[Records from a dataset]
============================================================
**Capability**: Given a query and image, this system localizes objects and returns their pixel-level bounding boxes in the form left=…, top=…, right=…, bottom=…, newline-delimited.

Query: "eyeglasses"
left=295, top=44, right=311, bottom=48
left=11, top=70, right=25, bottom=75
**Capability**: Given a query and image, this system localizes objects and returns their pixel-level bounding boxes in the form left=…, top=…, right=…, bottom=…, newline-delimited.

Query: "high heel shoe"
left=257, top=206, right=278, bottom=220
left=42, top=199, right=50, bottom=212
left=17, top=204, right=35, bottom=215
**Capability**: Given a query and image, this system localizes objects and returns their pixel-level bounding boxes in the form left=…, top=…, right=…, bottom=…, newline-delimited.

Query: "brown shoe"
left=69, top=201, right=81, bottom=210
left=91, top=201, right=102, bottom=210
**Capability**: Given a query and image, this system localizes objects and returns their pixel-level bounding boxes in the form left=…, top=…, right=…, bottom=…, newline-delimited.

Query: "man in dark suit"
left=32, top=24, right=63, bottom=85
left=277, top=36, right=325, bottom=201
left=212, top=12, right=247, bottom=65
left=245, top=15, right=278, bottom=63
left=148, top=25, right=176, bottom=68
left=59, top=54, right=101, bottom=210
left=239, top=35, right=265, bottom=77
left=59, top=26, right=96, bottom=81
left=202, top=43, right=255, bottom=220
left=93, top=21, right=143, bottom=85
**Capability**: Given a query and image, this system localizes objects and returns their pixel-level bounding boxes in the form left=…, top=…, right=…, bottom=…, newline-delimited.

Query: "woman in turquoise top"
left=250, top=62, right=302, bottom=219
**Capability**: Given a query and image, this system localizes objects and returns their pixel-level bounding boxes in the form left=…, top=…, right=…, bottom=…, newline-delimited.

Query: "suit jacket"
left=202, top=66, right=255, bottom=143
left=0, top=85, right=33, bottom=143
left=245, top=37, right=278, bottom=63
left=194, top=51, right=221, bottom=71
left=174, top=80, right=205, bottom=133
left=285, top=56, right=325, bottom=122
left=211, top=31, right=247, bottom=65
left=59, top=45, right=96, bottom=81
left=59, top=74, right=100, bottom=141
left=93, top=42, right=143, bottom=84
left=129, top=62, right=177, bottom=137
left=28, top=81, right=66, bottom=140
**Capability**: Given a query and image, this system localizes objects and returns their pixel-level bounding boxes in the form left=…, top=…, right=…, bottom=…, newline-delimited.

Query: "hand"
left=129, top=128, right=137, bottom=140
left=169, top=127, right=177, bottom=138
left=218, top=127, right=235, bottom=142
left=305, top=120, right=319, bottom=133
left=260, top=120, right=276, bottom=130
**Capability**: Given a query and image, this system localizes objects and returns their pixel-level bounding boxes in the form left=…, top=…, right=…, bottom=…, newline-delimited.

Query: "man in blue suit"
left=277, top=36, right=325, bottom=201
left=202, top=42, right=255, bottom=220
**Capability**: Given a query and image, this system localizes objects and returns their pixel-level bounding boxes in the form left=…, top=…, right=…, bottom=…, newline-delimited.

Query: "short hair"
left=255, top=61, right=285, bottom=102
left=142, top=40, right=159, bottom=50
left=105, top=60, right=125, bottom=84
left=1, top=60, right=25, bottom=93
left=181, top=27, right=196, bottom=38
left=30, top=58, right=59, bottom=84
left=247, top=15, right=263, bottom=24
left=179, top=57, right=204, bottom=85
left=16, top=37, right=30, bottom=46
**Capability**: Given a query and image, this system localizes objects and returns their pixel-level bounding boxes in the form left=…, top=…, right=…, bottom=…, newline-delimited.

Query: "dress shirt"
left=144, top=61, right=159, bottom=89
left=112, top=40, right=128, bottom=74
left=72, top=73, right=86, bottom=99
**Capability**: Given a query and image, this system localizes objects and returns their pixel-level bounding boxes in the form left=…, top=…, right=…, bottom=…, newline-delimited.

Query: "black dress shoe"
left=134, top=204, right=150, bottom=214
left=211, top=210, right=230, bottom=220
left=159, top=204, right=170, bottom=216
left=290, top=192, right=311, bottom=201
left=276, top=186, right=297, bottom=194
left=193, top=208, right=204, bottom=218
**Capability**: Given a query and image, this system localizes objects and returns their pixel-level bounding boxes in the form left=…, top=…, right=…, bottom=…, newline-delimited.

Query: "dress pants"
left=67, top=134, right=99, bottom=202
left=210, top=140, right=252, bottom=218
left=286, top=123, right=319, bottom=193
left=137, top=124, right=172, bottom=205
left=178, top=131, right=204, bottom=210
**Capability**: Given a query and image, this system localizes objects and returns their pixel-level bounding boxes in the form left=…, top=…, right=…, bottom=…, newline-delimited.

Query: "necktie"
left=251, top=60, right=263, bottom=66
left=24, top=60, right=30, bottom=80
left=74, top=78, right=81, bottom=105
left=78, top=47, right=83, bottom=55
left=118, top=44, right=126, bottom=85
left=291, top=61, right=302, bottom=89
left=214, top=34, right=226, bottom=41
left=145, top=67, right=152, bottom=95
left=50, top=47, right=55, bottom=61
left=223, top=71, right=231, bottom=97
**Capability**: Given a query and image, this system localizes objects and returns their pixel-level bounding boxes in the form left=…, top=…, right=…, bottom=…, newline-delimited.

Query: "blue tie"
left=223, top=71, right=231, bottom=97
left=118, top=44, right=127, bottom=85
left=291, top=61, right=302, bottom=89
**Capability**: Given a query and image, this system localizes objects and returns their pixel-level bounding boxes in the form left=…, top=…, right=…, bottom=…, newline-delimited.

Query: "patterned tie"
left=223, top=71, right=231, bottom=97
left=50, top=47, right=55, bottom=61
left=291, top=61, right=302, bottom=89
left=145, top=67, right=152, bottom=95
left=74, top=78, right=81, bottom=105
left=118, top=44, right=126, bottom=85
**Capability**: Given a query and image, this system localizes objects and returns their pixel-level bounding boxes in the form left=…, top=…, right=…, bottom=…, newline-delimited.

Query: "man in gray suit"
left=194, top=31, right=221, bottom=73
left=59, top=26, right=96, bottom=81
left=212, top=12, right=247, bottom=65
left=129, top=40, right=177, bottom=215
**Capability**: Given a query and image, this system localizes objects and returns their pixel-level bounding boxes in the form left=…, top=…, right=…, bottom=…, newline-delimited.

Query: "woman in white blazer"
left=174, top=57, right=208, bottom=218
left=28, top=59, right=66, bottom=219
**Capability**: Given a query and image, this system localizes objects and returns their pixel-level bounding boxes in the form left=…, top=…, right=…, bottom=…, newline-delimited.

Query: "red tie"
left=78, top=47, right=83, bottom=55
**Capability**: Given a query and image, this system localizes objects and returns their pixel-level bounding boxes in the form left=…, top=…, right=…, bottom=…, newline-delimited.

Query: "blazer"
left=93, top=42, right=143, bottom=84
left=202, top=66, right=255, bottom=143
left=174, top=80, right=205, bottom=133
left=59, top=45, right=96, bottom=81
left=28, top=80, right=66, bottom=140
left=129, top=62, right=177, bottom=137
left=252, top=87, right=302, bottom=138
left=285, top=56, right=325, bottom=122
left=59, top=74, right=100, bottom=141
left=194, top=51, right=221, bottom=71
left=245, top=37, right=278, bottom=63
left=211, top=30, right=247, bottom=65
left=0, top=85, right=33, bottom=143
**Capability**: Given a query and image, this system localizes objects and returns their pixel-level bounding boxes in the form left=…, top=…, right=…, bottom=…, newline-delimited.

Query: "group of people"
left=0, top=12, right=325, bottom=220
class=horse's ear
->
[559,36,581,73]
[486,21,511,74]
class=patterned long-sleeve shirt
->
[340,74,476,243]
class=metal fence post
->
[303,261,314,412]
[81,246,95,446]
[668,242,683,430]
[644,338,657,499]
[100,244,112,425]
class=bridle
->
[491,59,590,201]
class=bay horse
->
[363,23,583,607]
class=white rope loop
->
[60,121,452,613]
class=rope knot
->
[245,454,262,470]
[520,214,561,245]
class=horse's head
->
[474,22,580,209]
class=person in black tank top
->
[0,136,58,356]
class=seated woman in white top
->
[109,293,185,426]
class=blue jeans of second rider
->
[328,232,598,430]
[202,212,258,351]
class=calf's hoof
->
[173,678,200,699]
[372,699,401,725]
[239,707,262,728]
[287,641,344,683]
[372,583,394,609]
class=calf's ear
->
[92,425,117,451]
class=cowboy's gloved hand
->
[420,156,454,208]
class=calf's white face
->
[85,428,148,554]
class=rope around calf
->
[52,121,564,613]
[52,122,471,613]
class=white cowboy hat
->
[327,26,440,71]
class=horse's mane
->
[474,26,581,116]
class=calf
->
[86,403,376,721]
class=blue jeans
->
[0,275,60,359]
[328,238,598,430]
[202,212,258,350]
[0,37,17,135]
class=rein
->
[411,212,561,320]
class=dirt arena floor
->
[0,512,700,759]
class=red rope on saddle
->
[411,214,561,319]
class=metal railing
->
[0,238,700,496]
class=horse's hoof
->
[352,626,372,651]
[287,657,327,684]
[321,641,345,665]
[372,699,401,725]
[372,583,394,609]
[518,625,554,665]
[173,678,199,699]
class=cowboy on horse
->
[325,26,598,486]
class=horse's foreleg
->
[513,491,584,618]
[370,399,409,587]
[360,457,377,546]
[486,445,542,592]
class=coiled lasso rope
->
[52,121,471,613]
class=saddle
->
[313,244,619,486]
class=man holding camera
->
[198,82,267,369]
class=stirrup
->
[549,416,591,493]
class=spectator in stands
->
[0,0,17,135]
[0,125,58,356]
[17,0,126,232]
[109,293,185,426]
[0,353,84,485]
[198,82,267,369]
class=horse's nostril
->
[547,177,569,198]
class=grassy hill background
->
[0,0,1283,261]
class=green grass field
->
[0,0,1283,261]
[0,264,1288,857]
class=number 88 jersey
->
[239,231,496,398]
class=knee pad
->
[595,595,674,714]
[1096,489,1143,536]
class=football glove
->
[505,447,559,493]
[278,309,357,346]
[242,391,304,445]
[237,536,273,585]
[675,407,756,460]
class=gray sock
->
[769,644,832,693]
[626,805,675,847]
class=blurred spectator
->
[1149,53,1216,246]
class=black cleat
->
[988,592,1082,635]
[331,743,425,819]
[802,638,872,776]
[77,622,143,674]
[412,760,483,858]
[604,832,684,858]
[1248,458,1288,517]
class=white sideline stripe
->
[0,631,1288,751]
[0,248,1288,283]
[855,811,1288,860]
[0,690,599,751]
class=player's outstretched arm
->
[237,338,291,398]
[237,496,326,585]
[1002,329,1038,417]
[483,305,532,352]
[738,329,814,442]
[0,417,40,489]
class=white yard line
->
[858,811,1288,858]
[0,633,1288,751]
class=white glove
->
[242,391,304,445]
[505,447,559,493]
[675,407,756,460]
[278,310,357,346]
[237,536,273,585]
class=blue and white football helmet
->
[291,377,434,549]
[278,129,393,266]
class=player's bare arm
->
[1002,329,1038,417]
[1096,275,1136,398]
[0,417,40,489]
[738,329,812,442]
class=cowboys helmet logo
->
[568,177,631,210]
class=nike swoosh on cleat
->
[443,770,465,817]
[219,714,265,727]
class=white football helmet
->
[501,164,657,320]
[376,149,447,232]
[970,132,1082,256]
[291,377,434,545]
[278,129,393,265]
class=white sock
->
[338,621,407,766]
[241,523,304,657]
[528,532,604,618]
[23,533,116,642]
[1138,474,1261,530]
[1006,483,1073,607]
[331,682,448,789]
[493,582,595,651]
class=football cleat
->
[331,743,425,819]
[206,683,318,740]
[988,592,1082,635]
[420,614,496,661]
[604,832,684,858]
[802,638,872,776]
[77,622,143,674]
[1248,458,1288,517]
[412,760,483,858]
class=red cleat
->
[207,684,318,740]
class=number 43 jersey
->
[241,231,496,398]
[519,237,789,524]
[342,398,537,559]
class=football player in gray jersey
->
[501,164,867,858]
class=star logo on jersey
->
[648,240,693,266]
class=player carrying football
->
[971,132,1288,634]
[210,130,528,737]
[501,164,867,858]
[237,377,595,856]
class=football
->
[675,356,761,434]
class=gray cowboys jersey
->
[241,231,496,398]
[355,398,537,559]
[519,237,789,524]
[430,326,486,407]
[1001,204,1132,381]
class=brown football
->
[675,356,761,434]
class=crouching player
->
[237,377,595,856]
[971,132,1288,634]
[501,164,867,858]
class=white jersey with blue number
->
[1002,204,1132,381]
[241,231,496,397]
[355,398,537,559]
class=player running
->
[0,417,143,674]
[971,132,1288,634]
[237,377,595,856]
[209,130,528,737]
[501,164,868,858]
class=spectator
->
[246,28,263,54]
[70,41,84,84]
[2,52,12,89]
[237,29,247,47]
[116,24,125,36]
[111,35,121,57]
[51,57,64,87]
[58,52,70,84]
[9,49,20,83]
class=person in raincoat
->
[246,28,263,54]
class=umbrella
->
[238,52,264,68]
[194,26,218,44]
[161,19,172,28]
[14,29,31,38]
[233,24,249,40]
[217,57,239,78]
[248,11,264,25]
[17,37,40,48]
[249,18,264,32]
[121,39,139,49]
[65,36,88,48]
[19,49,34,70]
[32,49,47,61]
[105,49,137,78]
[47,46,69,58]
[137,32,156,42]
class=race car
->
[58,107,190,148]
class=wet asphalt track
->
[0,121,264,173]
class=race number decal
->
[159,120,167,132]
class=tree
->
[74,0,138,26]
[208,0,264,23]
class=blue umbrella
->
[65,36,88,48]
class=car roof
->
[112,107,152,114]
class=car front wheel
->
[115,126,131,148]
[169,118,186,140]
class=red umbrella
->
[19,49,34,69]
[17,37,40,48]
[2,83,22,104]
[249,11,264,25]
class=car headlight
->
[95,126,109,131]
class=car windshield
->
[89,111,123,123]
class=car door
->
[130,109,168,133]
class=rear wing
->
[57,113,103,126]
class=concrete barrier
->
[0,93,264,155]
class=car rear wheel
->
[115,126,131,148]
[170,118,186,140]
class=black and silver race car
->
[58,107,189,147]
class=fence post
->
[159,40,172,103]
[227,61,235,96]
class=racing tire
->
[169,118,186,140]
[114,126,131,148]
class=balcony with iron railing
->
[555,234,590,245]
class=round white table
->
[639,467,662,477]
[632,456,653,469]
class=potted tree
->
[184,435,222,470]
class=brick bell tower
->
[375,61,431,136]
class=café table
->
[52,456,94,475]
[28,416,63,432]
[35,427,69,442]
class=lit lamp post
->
============================================================
What the exercise asks:
Can you recast the lines of the material above as a numbered list, starting at the line containing "class=red rope on saddle" and ending at the line containing "[549,416,591,493]", both included, and skipping any blank lines?

Answer in full:
1. class=red rope on saddle
2. ->
3. [411,214,561,319]
4. class=metal railing
5. ->
6. [0,238,700,496]
7. class=horse's hoof
8. ->
9. [352,626,372,651]
10. [287,657,327,684]
11. [321,641,345,665]
12. [372,699,401,725]
13. [372,583,394,609]
14. [518,625,554,665]
15. [173,678,199,699]
16. class=cowboy on horse
17. ->
18. [325,26,598,486]
19. class=horse's foreleg
20. ->
21. [513,491,584,618]
22. [370,399,409,587]
23. [360,457,377,546]
24. [486,445,542,592]
25. class=coiled lasso rope
26. ->
27. [52,121,471,613]
28. class=saddle
29. ->
30. [313,244,619,486]
31. class=man holding camera
32. ->
33. [198,82,267,369]
34. class=stirrup
35. ->
36. [549,416,591,493]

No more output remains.